Quote the entries below from the line with "Target: blue and white sign" through the line with "Target: red cross on blue sign", both ends included, and only those lines.

(Stored records)
======
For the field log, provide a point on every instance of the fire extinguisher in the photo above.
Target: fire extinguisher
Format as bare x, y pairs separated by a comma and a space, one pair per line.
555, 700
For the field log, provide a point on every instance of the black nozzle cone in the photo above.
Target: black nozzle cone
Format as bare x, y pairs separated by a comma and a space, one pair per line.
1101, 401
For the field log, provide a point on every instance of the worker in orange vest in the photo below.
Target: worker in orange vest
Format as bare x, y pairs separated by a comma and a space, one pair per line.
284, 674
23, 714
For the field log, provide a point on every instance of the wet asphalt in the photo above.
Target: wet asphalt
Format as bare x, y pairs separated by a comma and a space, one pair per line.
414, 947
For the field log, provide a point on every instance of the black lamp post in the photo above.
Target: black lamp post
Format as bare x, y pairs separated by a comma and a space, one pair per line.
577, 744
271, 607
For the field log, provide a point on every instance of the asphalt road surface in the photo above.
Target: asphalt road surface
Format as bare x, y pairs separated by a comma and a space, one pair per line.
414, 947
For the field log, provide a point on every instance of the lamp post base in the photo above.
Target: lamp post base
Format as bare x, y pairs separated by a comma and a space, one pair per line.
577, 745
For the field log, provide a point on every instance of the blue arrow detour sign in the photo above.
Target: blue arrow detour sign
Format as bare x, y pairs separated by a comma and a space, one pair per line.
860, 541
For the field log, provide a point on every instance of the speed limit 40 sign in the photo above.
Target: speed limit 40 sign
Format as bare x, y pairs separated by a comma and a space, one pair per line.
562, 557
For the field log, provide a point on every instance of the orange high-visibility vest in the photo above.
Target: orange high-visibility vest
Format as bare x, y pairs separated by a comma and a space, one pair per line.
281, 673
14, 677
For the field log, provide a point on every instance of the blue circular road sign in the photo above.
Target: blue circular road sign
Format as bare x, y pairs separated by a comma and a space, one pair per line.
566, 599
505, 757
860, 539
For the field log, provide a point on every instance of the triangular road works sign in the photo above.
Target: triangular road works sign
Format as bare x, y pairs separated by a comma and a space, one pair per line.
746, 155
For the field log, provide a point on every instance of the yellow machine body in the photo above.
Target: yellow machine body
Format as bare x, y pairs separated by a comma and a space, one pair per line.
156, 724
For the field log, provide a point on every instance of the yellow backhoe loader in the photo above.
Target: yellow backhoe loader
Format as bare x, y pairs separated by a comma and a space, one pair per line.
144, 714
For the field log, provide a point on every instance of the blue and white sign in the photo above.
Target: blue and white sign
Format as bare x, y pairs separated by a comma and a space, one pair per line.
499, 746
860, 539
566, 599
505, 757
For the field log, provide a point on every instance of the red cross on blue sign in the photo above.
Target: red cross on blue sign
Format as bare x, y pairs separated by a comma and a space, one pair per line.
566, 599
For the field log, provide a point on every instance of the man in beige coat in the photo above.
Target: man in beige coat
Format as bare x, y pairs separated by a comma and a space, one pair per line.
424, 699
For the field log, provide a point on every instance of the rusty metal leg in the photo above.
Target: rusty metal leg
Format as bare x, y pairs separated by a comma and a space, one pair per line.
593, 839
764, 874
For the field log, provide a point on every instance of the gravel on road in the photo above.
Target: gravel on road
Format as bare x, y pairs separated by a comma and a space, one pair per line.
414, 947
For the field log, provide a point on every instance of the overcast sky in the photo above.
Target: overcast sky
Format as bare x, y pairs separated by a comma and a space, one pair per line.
======
» ANSWER SECTION:
Target: blue and white sign
Format as bare x, y pairs separated by a comma and a space, one pair per line.
499, 746
860, 539
566, 599
505, 757
For the field log, provide a point on every instance of the red cross on blue sign in the photo above.
Target: red cross on blue sign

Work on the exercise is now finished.